Set exercise 1
Set down the passage of the court opinion from "565 F2d 385" to "respondent in No. 76-2202.", copied word for word.

-- Excerpted text start --

565 F2d 385 Michigan Bell Telephone Company v. United States
565 F.2d 385
MICHIGAN BELL TELEPHONE COMPANY, Petitioner,
UNITED STATES of America, Respondent.
Nos. 76-2202, 76-2203.
United States Court of Appeals, Sixth Circuit.
Argued June 23, 1977.
Decided and Filed Oct. 7, 1977.
Frederic L. Wyckoff, Detroit, Mich., for petitioner in No. 76-2202.
Richard E. Zuckerman, Detroit Strike Force, United States Dept. of Justice, C. Stanley Hunterton, Philip M. Van Dam, U. S. Atty., Detroit, Mich., for respondent in No. 76-2202.
Conrad J. Ankiel, Frederic L. Wyckoff, Detroit, Mich., for petitioner in No. 76-2203.
C. Stanley Hunterton, Detroit Strike Force, U. S. Dept. of Justice, Richard E. Zuckerman, Philip M. Van Dam, U. S. Atty., Detroit, Mich., for respondent in No. 76-2203.
Before PHILLIPS, Chief Judge, and CELEBREZZE and PECK, Circuit Judges.
PHILLIPS, Chief Judge.
Two questions are presented on this appeal: (1) Does a United States district court have authority, upon showing of probable cause, to require a telephone company to install card drops and other mechanical or electrical devices designed to trap and trace incoming telephone calls? and (2) Does a district court have authority to direct the telephone company to perform manual tracing operations and provide the facilities and technical assistance necessary for the implementation of the order of the court, with all reasonable expenses incurred by the Company to be reimbursed by the Government?

-- Excerpted text end --

Set exercise 2
In every one of the location labeling rows, replace "distant mountain" with "far-off peak" and change nothing else. Give the rows without their pictures.

-- Input data start --

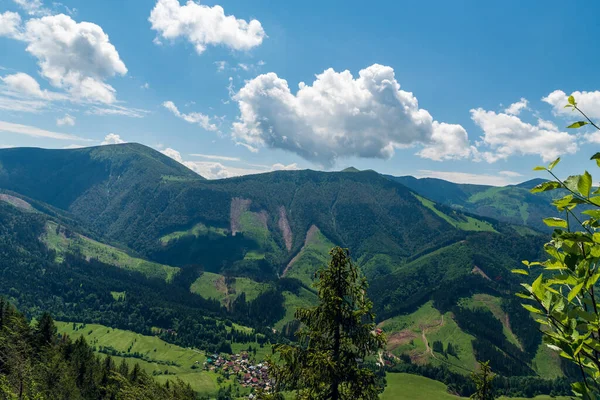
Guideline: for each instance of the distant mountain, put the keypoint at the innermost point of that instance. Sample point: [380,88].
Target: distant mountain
[512,204]
[99,225]
[135,195]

-- Input data end --

Response 1
565 F2d 385 Michigan Bell Telephone Company v. United States
565 F.2d 385
MICHIGAN BELL TELEPHONE COMPANY, Petitioner,
UNITED STATES of America, Respondent.
Nos. 76-2202, 76-2203.
United States Court of Appeals, Sixth Circuit.
Argued June 23, 1977.
Decided and Filed Oct. 7, 1977.
Frederic L. Wyckoff, Detroit, Mich., for petitioner in No. 76-2202.
Richard E. Zuckerman, Detroit Strike Force, United States Dept. of Justice, C. Stanley Hunterton, Philip M. Van Dam, U. S. Atty., Detroit, Mich., for respondent in No. 76-2202.

Response 2
Guideline: for each instance of the far-off peak, put the keypoint at the innermost point of that instance. Sample point: [380,88].
Target: far-off peak
[512,204]
[99,225]
[135,195]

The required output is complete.